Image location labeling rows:

☆ ☆ ☆

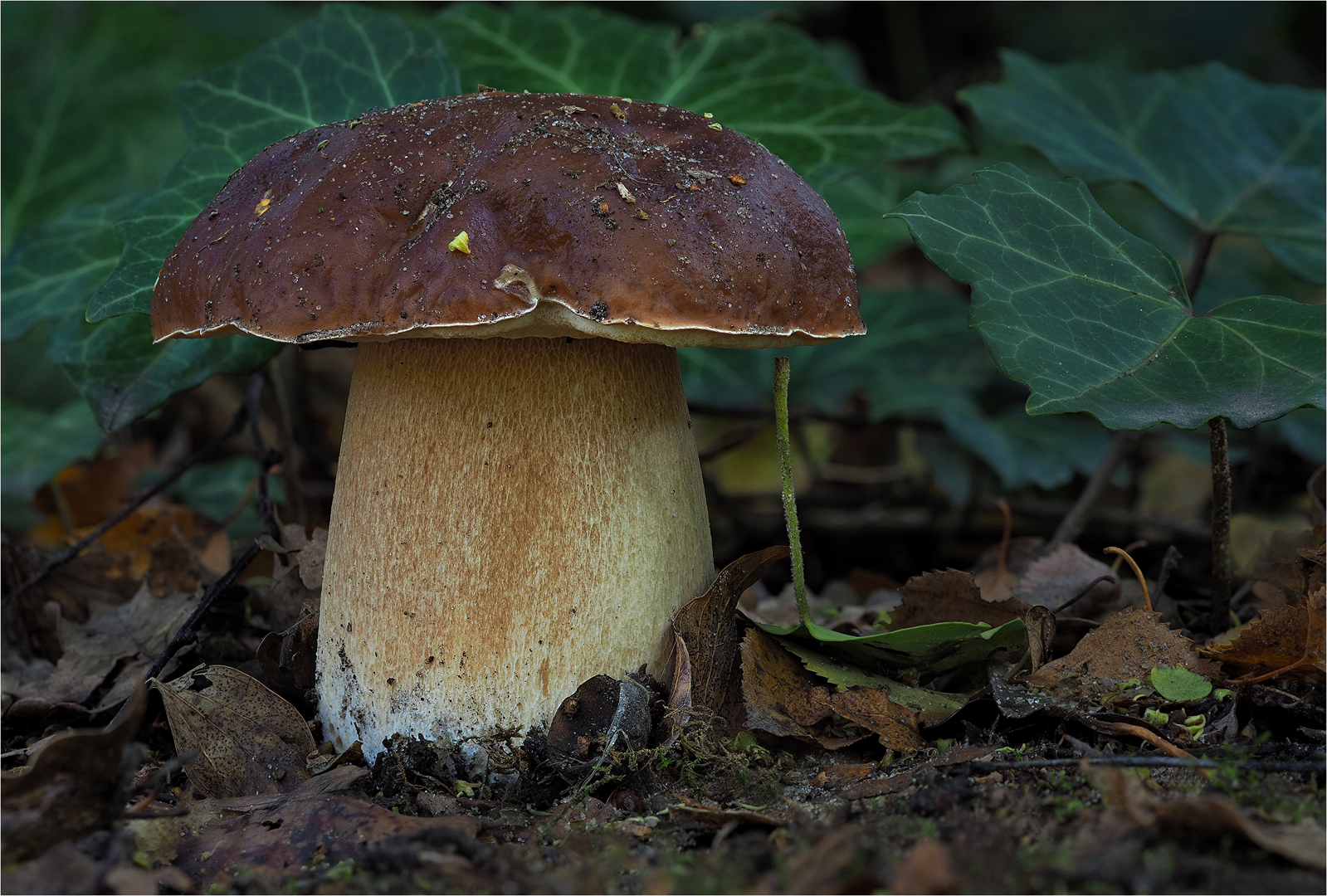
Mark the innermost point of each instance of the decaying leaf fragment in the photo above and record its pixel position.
(1207, 814)
(130, 636)
(248, 740)
(1284, 641)
(783, 699)
(68, 786)
(1127, 645)
(713, 631)
(932, 707)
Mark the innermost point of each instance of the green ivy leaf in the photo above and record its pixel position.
(124, 376)
(1216, 146)
(1178, 685)
(917, 358)
(55, 267)
(1098, 320)
(339, 64)
(932, 707)
(768, 80)
(36, 445)
(929, 650)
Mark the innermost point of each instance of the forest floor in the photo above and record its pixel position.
(799, 772)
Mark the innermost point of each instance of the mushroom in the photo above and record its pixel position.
(520, 504)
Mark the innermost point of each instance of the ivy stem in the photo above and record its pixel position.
(1220, 619)
(1203, 251)
(782, 373)
(1218, 446)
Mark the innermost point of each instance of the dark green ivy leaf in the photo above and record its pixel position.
(124, 376)
(768, 80)
(917, 358)
(334, 66)
(56, 265)
(1095, 319)
(36, 445)
(1216, 146)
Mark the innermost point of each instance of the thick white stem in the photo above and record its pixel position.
(511, 517)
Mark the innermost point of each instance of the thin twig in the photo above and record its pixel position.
(1152, 762)
(1075, 521)
(161, 485)
(1083, 594)
(1147, 597)
(1220, 617)
(267, 460)
(782, 373)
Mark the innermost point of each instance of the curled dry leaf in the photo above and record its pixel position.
(713, 634)
(288, 657)
(69, 786)
(248, 740)
(1284, 641)
(680, 694)
(1127, 645)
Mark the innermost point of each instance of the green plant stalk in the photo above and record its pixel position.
(782, 373)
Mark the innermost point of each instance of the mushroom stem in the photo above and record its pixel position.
(511, 518)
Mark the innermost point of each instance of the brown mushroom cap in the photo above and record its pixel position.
(632, 221)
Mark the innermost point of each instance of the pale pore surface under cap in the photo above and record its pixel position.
(529, 513)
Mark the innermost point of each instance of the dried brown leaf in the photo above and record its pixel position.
(893, 723)
(134, 634)
(288, 657)
(248, 740)
(1127, 645)
(950, 597)
(1056, 577)
(778, 690)
(713, 632)
(925, 869)
(1285, 640)
(68, 786)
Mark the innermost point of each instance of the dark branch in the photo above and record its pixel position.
(1075, 521)
(267, 460)
(1220, 619)
(1154, 762)
(177, 471)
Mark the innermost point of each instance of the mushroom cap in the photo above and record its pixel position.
(584, 217)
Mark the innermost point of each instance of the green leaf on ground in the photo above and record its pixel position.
(334, 66)
(929, 650)
(1098, 320)
(1180, 685)
(1216, 146)
(932, 707)
(124, 376)
(36, 445)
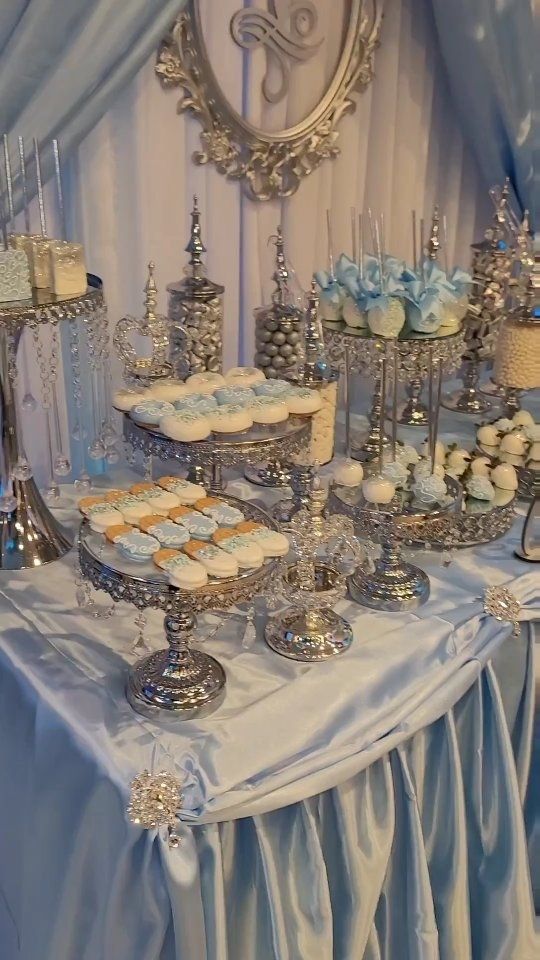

☆ ☆ ☆

Copy out the rows from the line with "Mark the innermost point of each instance of the dark branch" up to and including the last line of the rows, keeping each labeling line unchanged, and multiply every pixel coordinate in the answers by 0.4, rounding to whole numbers with halves rounded up. Leave the pictures out of your answer.

## Final result
Mark the innermost point of each instance of the dark branch in the photo above and record its pixel position.
(430, 208)
(107, 184)
(488, 248)
(462, 305)
(71, 188)
Mark the innermost point of each instance of the mushroom cap in the photo above and record its pixel position.
(234, 87)
Mark the innermost point of each instance of the green leaf on ground in the photo above and record its pixel position.
(134, 26)
(372, 260)
(439, 128)
(472, 274)
(486, 58)
(373, 283)
(50, 150)
(14, 178)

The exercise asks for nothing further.